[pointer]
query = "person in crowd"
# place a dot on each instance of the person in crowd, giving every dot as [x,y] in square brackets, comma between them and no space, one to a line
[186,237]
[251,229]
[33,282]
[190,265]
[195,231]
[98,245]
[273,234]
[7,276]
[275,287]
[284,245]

::::

What you will do: What is needed is an exact reproduction of the data.

Exercise output:
[pointer]
query = "person in crowd"
# place a dot on each instance of the person in crowd, giving every dot as [x,y] in square brackets, comma between them and no space, one to a line
[186,237]
[251,229]
[33,282]
[190,265]
[195,231]
[98,245]
[273,234]
[7,276]
[275,287]
[284,245]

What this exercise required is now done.